=== To be done ===
Retype nothing but the lines running from the line that contains "# Target: beige brick wall" to the last line, both ends included, and skip every image.

## start Task input

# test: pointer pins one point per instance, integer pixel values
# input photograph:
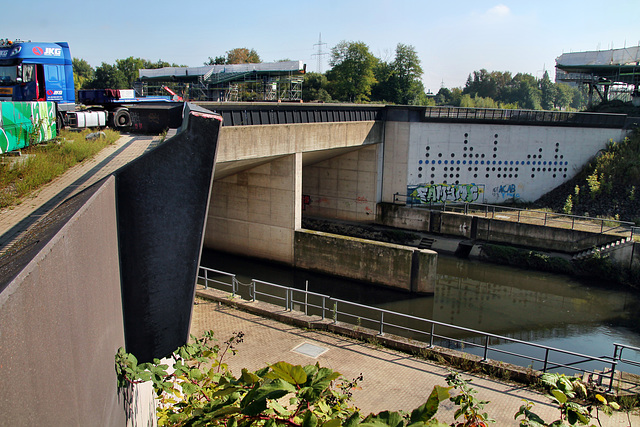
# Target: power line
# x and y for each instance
(320, 54)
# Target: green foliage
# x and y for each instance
(351, 76)
(82, 73)
(108, 77)
(47, 161)
(568, 205)
(315, 88)
(239, 55)
(202, 391)
(470, 407)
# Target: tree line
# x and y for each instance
(358, 76)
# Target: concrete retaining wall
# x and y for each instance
(255, 212)
(344, 187)
(387, 264)
(490, 230)
(61, 325)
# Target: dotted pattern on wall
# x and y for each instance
(447, 168)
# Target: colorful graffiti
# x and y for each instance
(24, 123)
(439, 193)
(506, 191)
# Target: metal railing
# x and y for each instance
(528, 216)
(425, 330)
(529, 117)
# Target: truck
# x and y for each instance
(37, 77)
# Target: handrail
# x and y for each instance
(547, 217)
(330, 306)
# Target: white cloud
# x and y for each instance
(499, 11)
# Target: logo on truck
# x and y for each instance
(49, 51)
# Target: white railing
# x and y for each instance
(426, 330)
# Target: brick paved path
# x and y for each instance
(392, 380)
(16, 220)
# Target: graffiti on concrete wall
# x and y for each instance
(506, 191)
(439, 193)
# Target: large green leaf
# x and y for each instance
(386, 418)
(256, 400)
(293, 374)
(559, 395)
(309, 420)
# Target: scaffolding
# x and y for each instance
(276, 81)
(611, 74)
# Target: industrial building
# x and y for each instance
(273, 81)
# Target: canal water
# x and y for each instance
(549, 309)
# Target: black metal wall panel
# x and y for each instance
(162, 200)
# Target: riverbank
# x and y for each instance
(390, 377)
(598, 268)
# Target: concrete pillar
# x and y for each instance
(255, 212)
(343, 187)
(396, 154)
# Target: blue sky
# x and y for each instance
(453, 38)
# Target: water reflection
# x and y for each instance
(550, 309)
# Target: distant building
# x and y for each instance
(270, 81)
(612, 74)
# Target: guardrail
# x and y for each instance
(429, 331)
(528, 216)
(529, 117)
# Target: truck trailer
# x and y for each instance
(37, 77)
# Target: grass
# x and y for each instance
(44, 162)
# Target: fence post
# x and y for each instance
(546, 360)
(433, 325)
(486, 348)
(306, 296)
(613, 374)
(253, 290)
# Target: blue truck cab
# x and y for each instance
(37, 72)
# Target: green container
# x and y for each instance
(26, 123)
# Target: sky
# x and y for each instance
(452, 38)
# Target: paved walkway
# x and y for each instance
(16, 220)
(392, 380)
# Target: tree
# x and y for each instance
(351, 76)
(129, 68)
(109, 77)
(407, 74)
(218, 60)
(314, 88)
(239, 55)
(83, 73)
(547, 92)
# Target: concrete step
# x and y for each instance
(609, 247)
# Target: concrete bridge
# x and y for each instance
(278, 162)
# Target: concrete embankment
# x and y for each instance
(491, 230)
(382, 263)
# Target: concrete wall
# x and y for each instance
(344, 187)
(255, 212)
(61, 325)
(458, 162)
(490, 230)
(387, 264)
(265, 141)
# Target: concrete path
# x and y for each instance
(392, 380)
(16, 220)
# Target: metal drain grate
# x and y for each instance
(310, 350)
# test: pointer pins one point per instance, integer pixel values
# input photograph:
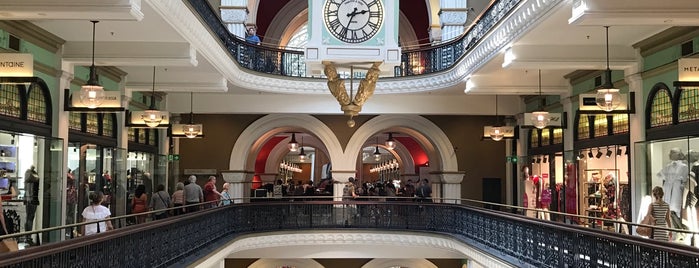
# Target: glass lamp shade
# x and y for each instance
(92, 96)
(152, 118)
(191, 130)
(496, 133)
(541, 119)
(608, 99)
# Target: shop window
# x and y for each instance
(601, 124)
(534, 138)
(74, 121)
(10, 104)
(545, 137)
(108, 125)
(689, 99)
(583, 127)
(132, 134)
(36, 105)
(557, 136)
(620, 123)
(92, 123)
(141, 136)
(152, 137)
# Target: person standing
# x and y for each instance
(96, 212)
(660, 210)
(211, 194)
(193, 194)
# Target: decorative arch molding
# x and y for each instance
(254, 136)
(437, 145)
(350, 244)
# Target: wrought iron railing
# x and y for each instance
(254, 57)
(523, 241)
(413, 61)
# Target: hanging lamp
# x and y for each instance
(293, 144)
(191, 130)
(302, 153)
(92, 93)
(377, 154)
(152, 117)
(496, 132)
(390, 142)
(608, 98)
(541, 118)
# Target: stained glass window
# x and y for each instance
(583, 127)
(534, 138)
(689, 99)
(9, 100)
(557, 136)
(601, 125)
(545, 137)
(36, 106)
(620, 123)
(661, 109)
(92, 123)
(74, 121)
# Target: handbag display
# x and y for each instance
(643, 230)
(8, 245)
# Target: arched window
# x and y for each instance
(10, 104)
(36, 104)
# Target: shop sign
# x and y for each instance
(688, 69)
(112, 99)
(508, 131)
(556, 119)
(16, 65)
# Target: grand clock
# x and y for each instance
(353, 21)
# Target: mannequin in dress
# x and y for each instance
(674, 177)
(530, 193)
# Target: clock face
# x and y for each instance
(353, 21)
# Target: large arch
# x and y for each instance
(254, 136)
(432, 138)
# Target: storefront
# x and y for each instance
(670, 156)
(544, 182)
(30, 160)
(598, 169)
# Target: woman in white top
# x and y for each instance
(94, 212)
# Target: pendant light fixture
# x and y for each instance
(302, 153)
(541, 117)
(152, 117)
(293, 144)
(390, 142)
(496, 132)
(92, 93)
(377, 154)
(608, 98)
(191, 130)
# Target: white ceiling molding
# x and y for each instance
(131, 54)
(71, 10)
(634, 13)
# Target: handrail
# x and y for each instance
(510, 237)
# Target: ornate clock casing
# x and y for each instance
(347, 32)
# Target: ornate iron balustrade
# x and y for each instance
(522, 241)
(250, 56)
(413, 61)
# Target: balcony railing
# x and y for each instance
(418, 61)
(522, 241)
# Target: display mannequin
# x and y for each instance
(674, 177)
(529, 193)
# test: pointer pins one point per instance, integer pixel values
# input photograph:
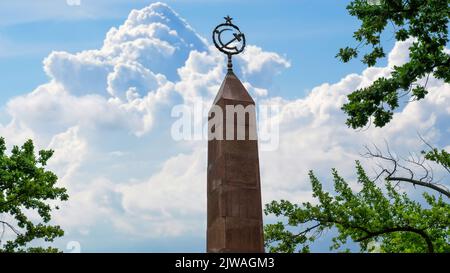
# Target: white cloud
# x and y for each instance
(106, 112)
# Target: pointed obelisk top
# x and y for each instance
(233, 89)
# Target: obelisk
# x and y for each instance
(234, 221)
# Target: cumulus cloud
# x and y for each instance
(106, 113)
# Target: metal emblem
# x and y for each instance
(233, 44)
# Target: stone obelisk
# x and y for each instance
(234, 221)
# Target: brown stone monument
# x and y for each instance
(234, 208)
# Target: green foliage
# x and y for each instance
(387, 218)
(25, 186)
(424, 20)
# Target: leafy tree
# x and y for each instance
(426, 21)
(27, 187)
(390, 219)
(374, 217)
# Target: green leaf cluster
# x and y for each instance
(424, 20)
(26, 186)
(374, 218)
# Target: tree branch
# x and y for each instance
(420, 183)
(420, 232)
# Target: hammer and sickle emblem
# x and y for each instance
(229, 47)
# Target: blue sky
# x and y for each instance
(98, 82)
(309, 33)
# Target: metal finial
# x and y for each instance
(234, 45)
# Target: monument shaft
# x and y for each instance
(234, 220)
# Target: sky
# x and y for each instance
(97, 82)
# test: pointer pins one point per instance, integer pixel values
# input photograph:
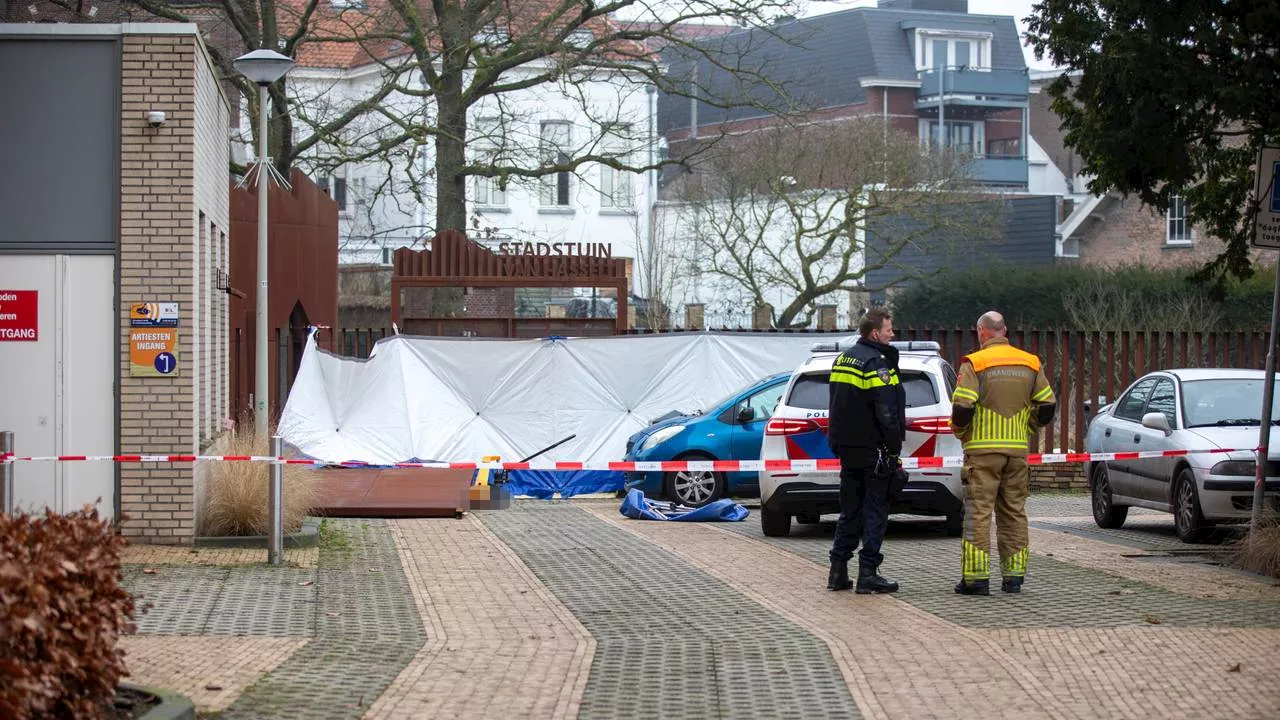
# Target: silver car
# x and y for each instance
(1194, 409)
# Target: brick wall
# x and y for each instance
(172, 222)
(1059, 477)
(492, 302)
(1124, 232)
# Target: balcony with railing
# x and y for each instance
(990, 87)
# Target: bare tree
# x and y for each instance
(435, 63)
(782, 214)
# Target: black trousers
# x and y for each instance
(863, 510)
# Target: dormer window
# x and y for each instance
(951, 50)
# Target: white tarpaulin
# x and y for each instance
(460, 400)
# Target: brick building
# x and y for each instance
(1107, 229)
(105, 205)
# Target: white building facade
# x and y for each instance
(388, 200)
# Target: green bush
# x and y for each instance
(62, 610)
(1086, 299)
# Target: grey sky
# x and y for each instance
(1019, 9)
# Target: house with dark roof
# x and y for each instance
(927, 67)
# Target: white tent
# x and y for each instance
(460, 400)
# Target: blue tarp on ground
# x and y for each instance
(547, 483)
(639, 507)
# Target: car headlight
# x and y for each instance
(1242, 468)
(661, 437)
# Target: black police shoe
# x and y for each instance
(873, 583)
(839, 577)
(977, 587)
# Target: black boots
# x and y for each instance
(871, 583)
(977, 587)
(839, 577)
(868, 580)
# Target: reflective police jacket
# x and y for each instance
(1001, 400)
(868, 404)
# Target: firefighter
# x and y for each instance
(868, 424)
(1000, 401)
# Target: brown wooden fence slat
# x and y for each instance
(1064, 342)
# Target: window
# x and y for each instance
(813, 391)
(1226, 402)
(1132, 405)
(1005, 147)
(554, 149)
(1178, 231)
(942, 50)
(617, 186)
(949, 377)
(764, 402)
(1162, 400)
(960, 137)
(488, 142)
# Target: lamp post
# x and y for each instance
(263, 67)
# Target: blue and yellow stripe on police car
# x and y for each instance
(863, 379)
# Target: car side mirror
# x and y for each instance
(1157, 422)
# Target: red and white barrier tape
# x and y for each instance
(824, 465)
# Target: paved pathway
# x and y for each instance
(568, 610)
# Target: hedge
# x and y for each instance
(62, 610)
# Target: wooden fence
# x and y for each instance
(1087, 369)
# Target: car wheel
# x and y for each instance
(775, 523)
(694, 487)
(955, 524)
(1106, 513)
(1188, 519)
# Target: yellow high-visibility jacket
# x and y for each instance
(1001, 400)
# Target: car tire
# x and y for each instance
(955, 524)
(694, 488)
(1188, 519)
(1106, 513)
(775, 523)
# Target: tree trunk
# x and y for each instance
(451, 145)
(451, 141)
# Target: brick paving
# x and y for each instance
(498, 642)
(210, 670)
(568, 610)
(170, 555)
(671, 639)
(920, 665)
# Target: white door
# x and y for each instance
(59, 390)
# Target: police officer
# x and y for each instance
(868, 423)
(1000, 401)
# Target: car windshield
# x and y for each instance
(1225, 402)
(812, 391)
(727, 399)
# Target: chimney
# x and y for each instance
(936, 5)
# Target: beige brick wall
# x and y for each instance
(168, 186)
(213, 197)
(1125, 232)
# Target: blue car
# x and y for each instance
(730, 429)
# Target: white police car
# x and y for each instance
(798, 431)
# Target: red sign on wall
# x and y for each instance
(19, 314)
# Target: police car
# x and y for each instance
(798, 431)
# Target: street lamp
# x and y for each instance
(263, 67)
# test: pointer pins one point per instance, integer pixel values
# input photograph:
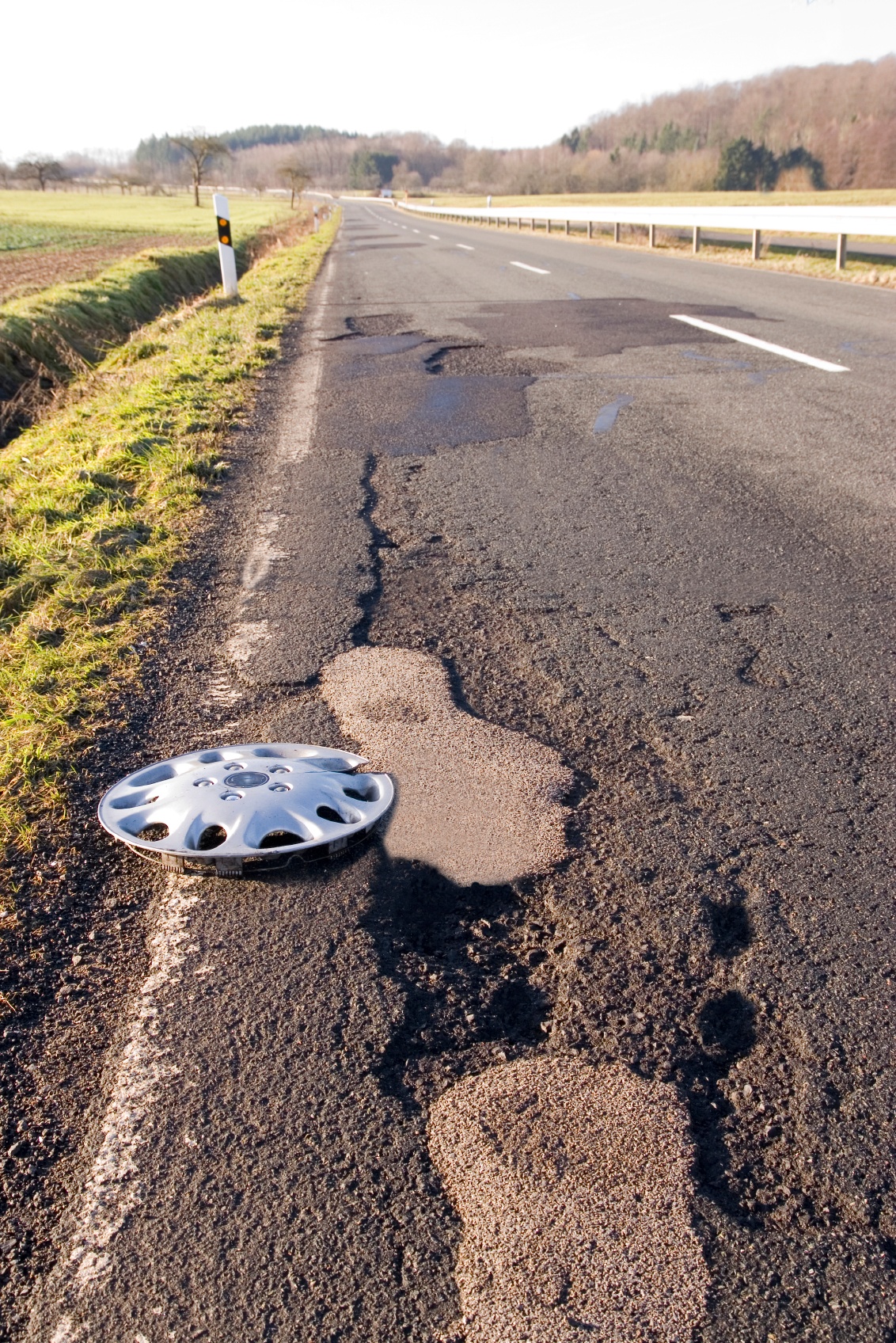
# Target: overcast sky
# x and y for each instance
(102, 74)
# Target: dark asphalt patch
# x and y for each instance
(607, 414)
(408, 411)
(594, 326)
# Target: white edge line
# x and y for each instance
(759, 344)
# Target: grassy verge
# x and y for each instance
(59, 333)
(97, 504)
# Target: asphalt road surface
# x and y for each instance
(666, 557)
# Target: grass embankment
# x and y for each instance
(97, 504)
(59, 333)
(55, 238)
(817, 261)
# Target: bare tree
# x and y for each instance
(40, 171)
(298, 177)
(202, 150)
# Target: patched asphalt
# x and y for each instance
(693, 609)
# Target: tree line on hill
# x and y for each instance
(794, 129)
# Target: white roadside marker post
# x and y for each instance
(226, 247)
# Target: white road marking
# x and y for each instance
(762, 344)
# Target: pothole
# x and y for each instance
(476, 801)
(481, 360)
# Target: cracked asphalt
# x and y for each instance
(657, 552)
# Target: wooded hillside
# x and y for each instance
(845, 116)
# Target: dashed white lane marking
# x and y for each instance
(762, 344)
(113, 1186)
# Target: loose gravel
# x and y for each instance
(572, 1184)
(476, 801)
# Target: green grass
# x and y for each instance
(62, 331)
(98, 503)
(53, 336)
(62, 212)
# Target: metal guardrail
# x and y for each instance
(837, 222)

## end Task input

=== Task solution ===
# Target: beige brick wall
# x and y for each instance
(168, 186)
(213, 197)
(1125, 232)
# Target: blue car
# x and y for each instance
(730, 429)
# Target: white police car
# x and y for each instance
(798, 431)
# Target: red sign on wall
# x and y for each instance
(19, 314)
# Target: police car
# x and y for each instance
(798, 431)
# Target: street lamp
# x and y for each instance
(263, 67)
# test: pointer pins one point per instance, integer pixel values
# input photograph:
# Target: overcast sky
# x and y for each instance
(102, 74)
# Target: dark asphalt patch
# x and y for each instance
(607, 414)
(408, 411)
(594, 326)
# Target: white edge line
# x and y for each instance
(759, 344)
# Target: grassy verge
# x and y for each instance
(59, 333)
(97, 504)
# Target: asphalt road surface
# x and y for each instance
(666, 557)
# Target: grass embankment
# x and y for each instance
(97, 504)
(59, 333)
(55, 238)
(817, 261)
# Target: bare tree
# x and y for each instance
(40, 171)
(298, 177)
(202, 150)
# Target: patched asphalt
# x and y for each instance
(693, 609)
# Target: tree line on hill
# x and y for each instance
(794, 129)
# Target: white roadside marker post
# x and y for each instance
(226, 247)
# Target: white road marking
# x and y for each instance
(762, 344)
# Target: pothole
# x and y for each instance
(476, 801)
(481, 360)
# Target: cracked asphalt
# x and y for each instance
(657, 552)
# Target: wooded hillside
# x and y for each instance
(845, 116)
# Target: dashed white lane marking
# x and y for each instance
(762, 344)
(113, 1186)
# Target: loose gravel
# x and y for each instance
(572, 1184)
(476, 801)
# Target: green grass
# x and y for each instance
(62, 331)
(98, 503)
(53, 336)
(62, 212)
# Target: metal guardrail
# x and y for each instance
(837, 222)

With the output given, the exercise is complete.